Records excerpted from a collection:
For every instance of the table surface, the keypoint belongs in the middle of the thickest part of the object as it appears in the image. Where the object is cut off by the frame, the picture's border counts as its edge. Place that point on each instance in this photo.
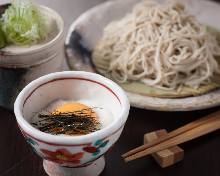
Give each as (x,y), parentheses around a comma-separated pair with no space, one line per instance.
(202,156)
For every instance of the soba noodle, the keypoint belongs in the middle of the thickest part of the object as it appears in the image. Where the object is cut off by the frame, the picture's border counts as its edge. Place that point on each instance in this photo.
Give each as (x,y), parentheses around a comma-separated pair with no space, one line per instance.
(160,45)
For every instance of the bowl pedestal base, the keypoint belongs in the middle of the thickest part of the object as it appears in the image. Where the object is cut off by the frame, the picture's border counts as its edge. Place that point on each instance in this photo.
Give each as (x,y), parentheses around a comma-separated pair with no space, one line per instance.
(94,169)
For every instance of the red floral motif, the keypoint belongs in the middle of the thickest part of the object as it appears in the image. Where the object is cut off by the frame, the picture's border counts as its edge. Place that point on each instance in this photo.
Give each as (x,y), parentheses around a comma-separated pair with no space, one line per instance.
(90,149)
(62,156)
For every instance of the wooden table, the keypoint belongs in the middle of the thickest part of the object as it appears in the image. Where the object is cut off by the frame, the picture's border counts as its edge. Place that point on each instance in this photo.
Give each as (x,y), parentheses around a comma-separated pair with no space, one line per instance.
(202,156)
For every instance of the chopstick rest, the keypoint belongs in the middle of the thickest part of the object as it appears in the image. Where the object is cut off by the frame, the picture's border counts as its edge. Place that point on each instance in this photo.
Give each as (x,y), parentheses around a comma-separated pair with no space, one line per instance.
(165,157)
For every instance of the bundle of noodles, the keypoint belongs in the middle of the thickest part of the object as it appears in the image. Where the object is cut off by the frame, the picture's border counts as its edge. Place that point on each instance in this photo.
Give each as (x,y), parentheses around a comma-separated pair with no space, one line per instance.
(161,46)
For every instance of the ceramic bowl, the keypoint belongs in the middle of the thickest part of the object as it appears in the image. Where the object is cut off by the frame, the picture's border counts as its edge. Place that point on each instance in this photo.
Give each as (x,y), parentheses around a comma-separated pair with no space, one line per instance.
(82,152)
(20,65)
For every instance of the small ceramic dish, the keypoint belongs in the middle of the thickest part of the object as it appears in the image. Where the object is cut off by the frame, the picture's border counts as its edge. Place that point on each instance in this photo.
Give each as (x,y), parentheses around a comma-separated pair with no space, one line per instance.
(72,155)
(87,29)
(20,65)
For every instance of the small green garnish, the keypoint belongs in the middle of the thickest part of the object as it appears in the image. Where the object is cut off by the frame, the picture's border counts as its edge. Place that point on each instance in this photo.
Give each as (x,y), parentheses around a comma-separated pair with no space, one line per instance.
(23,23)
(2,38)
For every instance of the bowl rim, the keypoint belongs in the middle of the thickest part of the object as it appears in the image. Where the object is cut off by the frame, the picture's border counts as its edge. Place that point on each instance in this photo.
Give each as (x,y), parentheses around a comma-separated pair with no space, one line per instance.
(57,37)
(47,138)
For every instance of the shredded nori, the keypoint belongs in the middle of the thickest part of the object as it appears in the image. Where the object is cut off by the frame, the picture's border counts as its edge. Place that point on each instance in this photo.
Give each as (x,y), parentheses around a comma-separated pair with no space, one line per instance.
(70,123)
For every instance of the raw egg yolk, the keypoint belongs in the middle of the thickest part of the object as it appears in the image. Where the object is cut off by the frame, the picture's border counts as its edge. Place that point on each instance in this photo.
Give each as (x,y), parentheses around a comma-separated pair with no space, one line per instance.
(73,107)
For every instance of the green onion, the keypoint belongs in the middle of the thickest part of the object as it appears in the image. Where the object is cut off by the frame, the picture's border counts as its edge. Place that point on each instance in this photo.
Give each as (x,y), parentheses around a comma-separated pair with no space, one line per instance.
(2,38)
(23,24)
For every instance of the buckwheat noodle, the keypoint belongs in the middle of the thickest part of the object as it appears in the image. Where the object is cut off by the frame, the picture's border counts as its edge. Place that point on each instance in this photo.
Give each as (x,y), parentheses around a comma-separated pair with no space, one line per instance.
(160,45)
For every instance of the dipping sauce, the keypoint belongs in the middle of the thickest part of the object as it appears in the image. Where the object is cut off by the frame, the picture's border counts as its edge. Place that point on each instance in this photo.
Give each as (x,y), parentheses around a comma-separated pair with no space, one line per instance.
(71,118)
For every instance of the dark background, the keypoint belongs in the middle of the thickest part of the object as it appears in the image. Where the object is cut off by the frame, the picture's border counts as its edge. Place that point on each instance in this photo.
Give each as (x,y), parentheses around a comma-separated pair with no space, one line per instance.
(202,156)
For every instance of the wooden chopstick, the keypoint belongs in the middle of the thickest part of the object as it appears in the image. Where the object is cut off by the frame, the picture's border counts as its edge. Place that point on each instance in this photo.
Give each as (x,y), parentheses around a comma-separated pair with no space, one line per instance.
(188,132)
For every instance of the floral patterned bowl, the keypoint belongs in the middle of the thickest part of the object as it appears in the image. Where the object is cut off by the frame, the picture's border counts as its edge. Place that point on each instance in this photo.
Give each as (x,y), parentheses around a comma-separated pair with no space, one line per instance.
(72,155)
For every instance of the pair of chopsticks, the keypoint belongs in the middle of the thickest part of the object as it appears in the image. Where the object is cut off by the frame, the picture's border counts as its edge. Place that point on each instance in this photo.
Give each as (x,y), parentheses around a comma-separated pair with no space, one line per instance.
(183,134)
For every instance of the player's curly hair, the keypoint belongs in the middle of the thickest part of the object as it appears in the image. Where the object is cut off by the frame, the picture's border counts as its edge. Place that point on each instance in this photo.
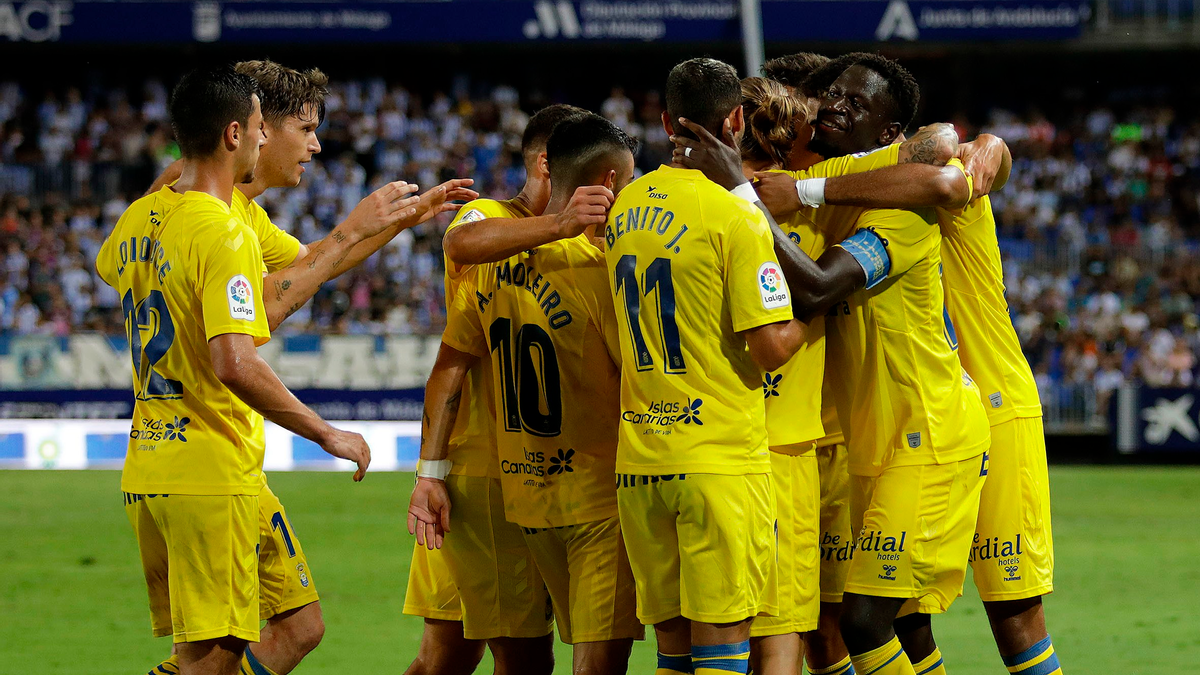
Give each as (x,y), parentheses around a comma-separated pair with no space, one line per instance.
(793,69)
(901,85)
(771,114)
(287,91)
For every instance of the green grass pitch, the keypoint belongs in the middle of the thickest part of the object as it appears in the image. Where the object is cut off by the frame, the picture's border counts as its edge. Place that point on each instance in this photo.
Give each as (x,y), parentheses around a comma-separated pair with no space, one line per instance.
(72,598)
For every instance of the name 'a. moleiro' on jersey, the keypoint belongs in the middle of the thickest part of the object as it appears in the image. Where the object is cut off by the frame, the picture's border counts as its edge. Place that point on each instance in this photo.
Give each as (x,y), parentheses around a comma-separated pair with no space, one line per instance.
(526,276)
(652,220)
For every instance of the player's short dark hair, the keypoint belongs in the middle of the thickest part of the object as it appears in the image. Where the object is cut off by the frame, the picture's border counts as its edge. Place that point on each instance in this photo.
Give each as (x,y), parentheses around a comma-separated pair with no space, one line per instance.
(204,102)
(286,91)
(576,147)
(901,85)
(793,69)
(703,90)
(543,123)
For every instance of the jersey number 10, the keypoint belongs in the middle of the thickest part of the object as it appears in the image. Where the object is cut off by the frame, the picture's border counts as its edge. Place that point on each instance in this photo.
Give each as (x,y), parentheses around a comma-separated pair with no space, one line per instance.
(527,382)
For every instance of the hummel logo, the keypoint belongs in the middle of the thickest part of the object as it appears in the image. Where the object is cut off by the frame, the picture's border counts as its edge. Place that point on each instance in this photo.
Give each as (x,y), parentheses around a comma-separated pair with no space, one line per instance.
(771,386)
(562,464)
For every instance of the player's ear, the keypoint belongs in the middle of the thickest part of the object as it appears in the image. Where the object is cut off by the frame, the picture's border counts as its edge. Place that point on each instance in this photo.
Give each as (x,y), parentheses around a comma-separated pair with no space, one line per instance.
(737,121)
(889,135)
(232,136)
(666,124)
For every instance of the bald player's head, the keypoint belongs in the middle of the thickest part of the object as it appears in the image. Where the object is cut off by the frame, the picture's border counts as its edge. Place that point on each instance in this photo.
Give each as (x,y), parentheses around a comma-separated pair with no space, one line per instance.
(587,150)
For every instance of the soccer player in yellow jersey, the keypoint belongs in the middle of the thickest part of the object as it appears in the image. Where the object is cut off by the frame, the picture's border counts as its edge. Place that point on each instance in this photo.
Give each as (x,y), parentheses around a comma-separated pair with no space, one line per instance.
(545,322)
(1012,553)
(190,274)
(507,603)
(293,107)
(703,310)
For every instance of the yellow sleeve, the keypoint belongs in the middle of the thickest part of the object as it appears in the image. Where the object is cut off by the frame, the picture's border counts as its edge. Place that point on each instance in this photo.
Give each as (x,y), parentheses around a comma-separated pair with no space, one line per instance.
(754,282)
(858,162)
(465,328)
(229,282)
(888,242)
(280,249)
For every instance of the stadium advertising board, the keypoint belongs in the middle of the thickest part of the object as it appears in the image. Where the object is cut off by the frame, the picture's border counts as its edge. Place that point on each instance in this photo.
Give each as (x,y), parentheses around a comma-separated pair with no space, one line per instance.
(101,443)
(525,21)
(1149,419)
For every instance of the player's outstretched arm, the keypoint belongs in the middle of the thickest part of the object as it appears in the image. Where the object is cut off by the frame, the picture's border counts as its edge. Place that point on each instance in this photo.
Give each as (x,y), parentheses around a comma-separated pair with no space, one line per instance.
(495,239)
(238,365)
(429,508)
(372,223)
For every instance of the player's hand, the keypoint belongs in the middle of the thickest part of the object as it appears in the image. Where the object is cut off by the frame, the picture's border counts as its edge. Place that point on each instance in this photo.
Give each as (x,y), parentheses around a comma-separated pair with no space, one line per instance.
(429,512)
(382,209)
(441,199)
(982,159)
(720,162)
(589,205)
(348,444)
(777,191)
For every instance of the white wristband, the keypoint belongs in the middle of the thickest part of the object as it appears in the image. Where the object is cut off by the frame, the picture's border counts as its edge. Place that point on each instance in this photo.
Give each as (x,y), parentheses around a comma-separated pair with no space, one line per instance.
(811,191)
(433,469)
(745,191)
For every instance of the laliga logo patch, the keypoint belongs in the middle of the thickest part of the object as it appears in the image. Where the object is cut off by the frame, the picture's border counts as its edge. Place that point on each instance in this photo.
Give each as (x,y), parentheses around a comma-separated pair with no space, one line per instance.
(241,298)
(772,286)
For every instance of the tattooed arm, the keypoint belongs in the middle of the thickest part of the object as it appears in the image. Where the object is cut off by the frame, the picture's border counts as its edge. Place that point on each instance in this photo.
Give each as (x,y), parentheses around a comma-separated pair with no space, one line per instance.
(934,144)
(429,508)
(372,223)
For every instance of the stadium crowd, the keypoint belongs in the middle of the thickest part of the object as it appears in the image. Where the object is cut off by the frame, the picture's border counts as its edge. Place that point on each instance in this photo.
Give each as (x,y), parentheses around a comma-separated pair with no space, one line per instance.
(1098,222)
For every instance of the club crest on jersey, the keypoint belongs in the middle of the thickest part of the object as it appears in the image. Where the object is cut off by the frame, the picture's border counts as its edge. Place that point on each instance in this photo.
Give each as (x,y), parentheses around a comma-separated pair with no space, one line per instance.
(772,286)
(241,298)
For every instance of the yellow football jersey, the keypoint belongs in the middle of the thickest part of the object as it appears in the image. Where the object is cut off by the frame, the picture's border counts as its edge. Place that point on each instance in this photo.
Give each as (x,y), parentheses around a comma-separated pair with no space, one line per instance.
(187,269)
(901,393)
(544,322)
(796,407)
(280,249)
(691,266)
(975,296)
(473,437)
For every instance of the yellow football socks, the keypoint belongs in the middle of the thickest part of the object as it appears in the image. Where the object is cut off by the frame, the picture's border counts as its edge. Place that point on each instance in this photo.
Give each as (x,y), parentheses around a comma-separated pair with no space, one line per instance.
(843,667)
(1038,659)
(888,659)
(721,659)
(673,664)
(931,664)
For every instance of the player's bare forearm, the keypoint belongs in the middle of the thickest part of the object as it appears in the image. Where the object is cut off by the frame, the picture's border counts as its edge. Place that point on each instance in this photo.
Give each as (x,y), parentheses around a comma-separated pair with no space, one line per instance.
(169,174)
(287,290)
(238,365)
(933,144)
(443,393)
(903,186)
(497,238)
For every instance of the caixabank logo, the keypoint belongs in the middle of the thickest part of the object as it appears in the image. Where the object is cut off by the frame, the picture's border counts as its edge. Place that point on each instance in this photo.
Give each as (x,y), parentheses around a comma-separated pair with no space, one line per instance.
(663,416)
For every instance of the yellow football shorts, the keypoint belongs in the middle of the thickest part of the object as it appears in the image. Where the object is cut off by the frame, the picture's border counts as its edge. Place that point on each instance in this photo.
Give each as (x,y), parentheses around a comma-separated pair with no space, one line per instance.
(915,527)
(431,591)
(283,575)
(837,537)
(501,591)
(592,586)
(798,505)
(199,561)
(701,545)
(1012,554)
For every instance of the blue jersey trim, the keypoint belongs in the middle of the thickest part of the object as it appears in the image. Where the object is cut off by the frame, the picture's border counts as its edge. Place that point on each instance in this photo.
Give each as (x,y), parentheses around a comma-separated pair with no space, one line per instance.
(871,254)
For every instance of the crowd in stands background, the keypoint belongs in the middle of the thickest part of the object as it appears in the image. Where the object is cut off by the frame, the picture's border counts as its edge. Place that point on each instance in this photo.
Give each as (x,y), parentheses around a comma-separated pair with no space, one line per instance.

TRY IT:
Copy every line in the records above that contains the word "wooden".

RESPONSE AREA:
For every instance of the wooden table, the keypoint belongs in the middle of the thickest part of the object as it appears in the image. Where the object is cut off by the frame, the picture's border counts as its edge. Place that point on each instance in this photo.
For every instance of the wooden chopstick, the keypoint belongs in the middle of the thickest part of the object as it appears in the image. Where the object is cut off by the frame, the picture's border counts as its edge. Place that point on each instance in this photo.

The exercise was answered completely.